━━━ DATA IN THIS EXERCISE ━━━
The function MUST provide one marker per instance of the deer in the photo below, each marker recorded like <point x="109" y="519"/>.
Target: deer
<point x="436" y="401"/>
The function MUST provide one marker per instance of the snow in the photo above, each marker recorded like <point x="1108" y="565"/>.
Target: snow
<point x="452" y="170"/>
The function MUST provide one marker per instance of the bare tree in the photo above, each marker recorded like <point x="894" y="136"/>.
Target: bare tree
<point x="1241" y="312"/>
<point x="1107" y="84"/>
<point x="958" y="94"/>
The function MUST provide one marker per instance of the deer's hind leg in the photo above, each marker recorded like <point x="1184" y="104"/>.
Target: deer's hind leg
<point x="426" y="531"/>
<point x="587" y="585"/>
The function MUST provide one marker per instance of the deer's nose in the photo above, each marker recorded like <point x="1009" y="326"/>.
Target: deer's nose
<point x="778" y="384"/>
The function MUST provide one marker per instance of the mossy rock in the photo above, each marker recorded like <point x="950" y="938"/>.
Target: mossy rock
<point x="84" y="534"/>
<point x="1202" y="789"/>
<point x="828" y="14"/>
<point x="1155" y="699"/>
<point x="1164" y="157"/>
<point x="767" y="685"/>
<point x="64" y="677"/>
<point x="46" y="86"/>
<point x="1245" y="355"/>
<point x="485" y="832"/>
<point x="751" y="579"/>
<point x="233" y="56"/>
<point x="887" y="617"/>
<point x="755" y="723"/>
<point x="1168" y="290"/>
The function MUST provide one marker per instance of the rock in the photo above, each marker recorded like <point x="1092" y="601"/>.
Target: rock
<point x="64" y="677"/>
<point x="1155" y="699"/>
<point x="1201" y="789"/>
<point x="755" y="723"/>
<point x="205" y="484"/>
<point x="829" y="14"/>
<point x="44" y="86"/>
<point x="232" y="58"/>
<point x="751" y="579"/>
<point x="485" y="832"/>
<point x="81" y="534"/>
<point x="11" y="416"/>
━━━
* [GIVEN PROBLEM] Copy all of the data above again, replacing every "marker" with "pin" and leaving everything else the same.

* [EXERCISE ANSWER]
The function MUST provide one pin per instance of the deer in the photo below, each pin recorded like <point x="109" y="519"/>.
Target: deer
<point x="436" y="401"/>
The function MUST provide one pin per instance of the snow in the photo above, each pin recorded like <point x="1108" y="565"/>.
Target: snow
<point x="452" y="170"/>
The function MUST provide one pin per instance of the bare tree in the photo above, each pin recorded like <point x="894" y="136"/>.
Target: bare tree
<point x="1241" y="312"/>
<point x="1107" y="84"/>
<point x="958" y="94"/>
The function MUST provide one pin per instance of the deer's hind leg in the photo above, each pin recorded like <point x="1184" y="104"/>.
Target: deer's hind leg
<point x="426" y="531"/>
<point x="587" y="585"/>
The function MUST provide one pin per instance of the deer's nose in the photo above, each pin recorded like <point x="1009" y="326"/>.
Target: deer's nose
<point x="778" y="384"/>
The function MUST provide one pin per instance of the mossy rock in the photo above, each pin recorded like <point x="950" y="938"/>.
Target: mossy rock
<point x="84" y="534"/>
<point x="1202" y="789"/>
<point x="828" y="14"/>
<point x="1155" y="699"/>
<point x="1164" y="157"/>
<point x="767" y="685"/>
<point x="64" y="677"/>
<point x="46" y="86"/>
<point x="1245" y="355"/>
<point x="485" y="832"/>
<point x="751" y="579"/>
<point x="233" y="56"/>
<point x="887" y="617"/>
<point x="755" y="723"/>
<point x="1168" y="290"/>
The function MUST provide one pin per instance of the rock in the photo above, each pin recorded like <point x="1092" y="601"/>.
Target: rock
<point x="64" y="677"/>
<point x="1155" y="699"/>
<point x="1201" y="789"/>
<point x="755" y="723"/>
<point x="205" y="484"/>
<point x="829" y="14"/>
<point x="44" y="86"/>
<point x="232" y="58"/>
<point x="751" y="579"/>
<point x="485" y="832"/>
<point x="81" y="534"/>
<point x="11" y="416"/>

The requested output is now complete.